## Document section
*** Begin section ***

Lee has since been praised as among the first Asian novelists to break through commercially in the U.S. and Hwang is among those who thought the book underrated. “Flower Drum Song” was out of print at the time Hwang worked on the Broadway revival and he had to track it down from a Seattle book seller.

“I thought, ‘Oh, it’s such a shame this author and this book have been lost, particularly the bittersweet tone of the novel,’” Hwang told the AP in 2001.

“C.Y.’s book is complicated in terms of texture about what it means to be an American — the things you gain and the things you lose — but it ultimately affirms the value of this social experience.”

A native of China who emigrated to the U.S. during World War II, Chin Yang Lee wrote several other novels, including “China Saga” and “Gate of Rage,” based on the 1989 uprising in Tiananmen Square.

He spent more than a year writing “Flower Drum Song,” and at the time was renting a small apartment above a Filipino nightclub in San Francisco. He was employed at the time by a Chinese-language newspaper, for which he wrote stories for elderly readers. For his novel, he drew upon his observations about the difference between older immigrants and their more assimilated children.

“In Chinatown, I knew everything that was going on,” he told the AP in 2002. “Out of that I created characters, using everybody including my own family and my friends, plus a lot of invention from the air.”

Lee struggled to find a publisher. After more than a dozen rejections, he was warned by his agent that he might have to “think of another profession.”

“But then the novel landed at the sick bed of an 80-year-old gentleman, who was a reader for a highbrow publishing house (Farrar, Straus),” Lee told the AP. “He was quite ill, but he read it. He didn’t have the energy to write a two- or three-page critique. He wrote only two words — ‘Read this’ — and died.

“Without those two words, the novel would have never been published.”

*** End section ***

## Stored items
*** Begin section ***

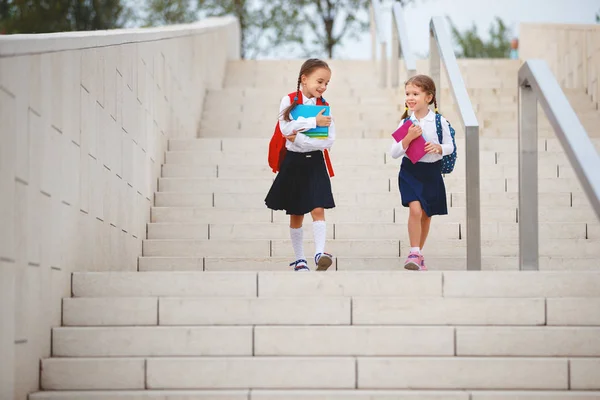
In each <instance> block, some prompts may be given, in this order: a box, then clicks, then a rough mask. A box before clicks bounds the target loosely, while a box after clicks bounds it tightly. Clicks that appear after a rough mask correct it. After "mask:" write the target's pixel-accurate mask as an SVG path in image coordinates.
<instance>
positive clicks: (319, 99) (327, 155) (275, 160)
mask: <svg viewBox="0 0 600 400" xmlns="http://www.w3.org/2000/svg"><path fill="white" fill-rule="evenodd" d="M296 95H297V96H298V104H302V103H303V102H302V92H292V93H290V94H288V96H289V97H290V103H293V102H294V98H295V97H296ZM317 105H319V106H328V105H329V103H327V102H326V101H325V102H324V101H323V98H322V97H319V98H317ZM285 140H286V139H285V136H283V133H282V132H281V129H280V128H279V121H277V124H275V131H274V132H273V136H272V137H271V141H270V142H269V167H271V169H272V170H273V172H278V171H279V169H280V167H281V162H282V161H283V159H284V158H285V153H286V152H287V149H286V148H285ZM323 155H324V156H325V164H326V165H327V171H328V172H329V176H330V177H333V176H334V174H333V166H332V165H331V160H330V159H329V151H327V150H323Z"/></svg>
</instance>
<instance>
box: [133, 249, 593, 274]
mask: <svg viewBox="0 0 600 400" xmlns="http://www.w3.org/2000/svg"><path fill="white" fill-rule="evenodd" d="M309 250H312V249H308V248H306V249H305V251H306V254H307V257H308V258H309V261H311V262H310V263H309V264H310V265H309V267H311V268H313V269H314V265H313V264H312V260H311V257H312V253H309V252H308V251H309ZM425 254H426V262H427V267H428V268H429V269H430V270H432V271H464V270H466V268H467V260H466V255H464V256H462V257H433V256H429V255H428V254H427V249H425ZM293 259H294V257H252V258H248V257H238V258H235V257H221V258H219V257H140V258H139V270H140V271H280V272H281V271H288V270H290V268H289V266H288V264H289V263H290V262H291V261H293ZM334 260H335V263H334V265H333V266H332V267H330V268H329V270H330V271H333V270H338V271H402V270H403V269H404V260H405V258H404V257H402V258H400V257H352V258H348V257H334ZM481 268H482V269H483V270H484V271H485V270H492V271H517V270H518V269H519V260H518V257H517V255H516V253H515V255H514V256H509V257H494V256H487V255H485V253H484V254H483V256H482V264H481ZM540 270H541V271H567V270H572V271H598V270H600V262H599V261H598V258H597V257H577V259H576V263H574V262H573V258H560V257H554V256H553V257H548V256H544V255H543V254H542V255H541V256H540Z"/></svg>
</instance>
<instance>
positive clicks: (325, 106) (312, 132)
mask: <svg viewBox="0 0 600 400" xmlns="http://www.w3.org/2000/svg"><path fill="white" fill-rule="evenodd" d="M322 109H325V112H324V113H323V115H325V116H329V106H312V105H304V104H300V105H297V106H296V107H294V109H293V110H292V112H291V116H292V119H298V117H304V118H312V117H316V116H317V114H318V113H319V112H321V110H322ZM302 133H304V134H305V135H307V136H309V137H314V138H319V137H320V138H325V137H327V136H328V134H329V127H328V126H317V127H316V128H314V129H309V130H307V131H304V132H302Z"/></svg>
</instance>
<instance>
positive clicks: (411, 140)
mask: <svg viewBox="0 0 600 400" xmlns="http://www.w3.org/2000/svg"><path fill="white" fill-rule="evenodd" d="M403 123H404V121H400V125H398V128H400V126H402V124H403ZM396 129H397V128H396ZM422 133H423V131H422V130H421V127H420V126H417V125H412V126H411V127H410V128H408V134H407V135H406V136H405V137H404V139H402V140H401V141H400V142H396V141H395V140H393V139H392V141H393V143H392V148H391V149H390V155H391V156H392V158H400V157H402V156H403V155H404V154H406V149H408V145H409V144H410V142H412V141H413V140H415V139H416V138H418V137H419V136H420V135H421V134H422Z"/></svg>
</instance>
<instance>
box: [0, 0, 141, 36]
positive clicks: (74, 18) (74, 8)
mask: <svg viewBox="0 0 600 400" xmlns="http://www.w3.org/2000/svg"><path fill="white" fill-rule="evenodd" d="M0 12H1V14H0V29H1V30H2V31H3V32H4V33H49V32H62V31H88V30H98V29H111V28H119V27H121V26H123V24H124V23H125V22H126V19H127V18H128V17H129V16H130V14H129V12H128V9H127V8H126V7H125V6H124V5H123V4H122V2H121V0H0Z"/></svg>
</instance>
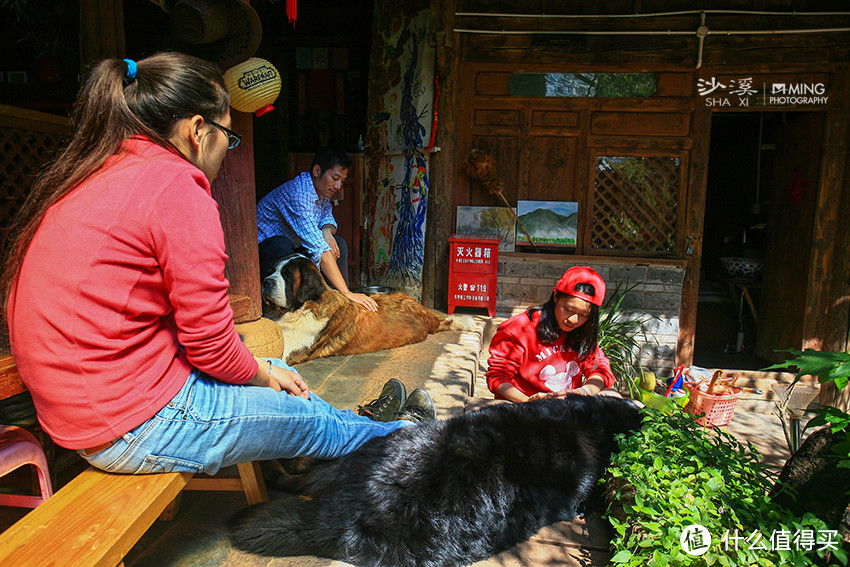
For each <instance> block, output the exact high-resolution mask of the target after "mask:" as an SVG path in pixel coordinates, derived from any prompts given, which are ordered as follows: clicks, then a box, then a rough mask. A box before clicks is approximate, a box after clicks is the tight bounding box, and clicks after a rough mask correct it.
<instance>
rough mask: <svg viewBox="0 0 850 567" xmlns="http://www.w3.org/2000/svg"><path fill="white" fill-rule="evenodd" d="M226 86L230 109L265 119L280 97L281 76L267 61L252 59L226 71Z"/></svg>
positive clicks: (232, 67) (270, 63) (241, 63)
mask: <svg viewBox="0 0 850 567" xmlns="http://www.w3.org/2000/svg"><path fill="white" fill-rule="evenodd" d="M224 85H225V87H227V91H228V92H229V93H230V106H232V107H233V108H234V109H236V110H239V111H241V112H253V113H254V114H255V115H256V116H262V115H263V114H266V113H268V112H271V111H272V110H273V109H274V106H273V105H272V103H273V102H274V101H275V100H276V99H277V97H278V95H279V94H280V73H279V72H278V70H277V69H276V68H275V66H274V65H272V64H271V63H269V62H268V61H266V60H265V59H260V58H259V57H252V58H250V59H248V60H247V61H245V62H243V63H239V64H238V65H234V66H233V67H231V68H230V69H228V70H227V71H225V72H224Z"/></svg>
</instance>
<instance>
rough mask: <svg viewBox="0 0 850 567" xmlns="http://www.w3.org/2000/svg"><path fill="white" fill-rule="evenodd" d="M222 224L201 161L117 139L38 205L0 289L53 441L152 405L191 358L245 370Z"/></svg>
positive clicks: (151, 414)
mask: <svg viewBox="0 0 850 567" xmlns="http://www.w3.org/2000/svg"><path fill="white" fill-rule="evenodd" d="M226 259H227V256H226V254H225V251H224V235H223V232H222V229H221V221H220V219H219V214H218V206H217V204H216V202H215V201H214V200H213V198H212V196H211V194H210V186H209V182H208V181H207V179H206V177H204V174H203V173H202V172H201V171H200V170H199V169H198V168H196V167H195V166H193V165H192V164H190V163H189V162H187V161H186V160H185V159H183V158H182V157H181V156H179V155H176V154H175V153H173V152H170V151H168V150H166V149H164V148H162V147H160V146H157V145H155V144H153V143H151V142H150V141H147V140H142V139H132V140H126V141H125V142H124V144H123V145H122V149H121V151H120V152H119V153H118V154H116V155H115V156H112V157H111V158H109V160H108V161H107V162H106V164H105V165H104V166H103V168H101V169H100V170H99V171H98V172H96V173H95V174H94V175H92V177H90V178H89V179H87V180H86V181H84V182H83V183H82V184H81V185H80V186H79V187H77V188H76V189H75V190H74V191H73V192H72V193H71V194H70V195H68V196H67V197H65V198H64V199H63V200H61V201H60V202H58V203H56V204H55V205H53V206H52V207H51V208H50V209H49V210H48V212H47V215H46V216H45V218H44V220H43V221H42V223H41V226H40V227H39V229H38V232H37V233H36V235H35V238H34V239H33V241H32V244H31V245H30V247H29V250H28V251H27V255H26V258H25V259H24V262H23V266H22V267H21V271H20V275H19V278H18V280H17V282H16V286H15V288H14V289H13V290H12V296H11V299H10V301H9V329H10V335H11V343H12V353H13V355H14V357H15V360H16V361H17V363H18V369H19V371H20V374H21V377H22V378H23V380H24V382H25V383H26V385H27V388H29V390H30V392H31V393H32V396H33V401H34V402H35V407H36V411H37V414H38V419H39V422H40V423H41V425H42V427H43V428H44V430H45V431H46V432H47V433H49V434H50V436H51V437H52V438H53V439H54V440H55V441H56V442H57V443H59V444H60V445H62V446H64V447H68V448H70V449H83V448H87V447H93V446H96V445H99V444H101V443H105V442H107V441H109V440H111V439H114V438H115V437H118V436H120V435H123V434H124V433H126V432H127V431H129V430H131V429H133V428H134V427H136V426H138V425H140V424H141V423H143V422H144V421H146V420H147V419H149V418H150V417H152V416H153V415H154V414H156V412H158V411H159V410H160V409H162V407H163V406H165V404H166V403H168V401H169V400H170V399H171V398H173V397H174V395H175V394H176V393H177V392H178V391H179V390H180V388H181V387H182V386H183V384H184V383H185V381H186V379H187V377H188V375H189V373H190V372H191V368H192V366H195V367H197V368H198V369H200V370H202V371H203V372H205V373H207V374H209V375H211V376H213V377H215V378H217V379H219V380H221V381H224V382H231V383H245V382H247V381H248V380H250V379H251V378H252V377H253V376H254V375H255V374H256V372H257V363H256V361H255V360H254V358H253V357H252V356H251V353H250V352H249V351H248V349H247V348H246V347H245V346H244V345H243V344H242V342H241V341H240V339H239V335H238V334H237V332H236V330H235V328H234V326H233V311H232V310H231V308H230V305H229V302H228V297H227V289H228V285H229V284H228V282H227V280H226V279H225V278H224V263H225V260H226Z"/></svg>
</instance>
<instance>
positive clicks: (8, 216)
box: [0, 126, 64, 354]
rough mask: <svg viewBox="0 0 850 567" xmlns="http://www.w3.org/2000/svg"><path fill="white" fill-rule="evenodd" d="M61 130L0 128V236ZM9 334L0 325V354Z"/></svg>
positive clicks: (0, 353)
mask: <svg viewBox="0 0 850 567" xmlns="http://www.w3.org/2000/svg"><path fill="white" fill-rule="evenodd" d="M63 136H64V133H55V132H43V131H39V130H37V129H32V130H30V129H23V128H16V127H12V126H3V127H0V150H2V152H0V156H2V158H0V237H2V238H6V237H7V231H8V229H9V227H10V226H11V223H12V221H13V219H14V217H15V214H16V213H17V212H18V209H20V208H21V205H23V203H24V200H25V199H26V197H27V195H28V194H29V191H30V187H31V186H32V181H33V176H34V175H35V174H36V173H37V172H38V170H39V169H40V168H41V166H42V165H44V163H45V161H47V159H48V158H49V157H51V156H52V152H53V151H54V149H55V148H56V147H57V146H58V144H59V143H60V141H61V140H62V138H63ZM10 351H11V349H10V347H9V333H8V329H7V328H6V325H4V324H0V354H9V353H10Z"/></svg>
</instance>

*** End section ***

## Check your understanding
a) Answer these questions about the Flower Drum Song text:
(i) From whom did Hwang have to track down the out-of-print novel?
(ii) For which readers did Lee write stories at the Chinese-language newspaper?
(iii) What two words did the ill reader at the publishing house write?
b) How many lines of the listing contain the string "positive"? Case counts.

## Results of the tasks
a)
(i) A Seattle book seller.
(ii) Elderly readers.
(iii) "Read this."

b) 8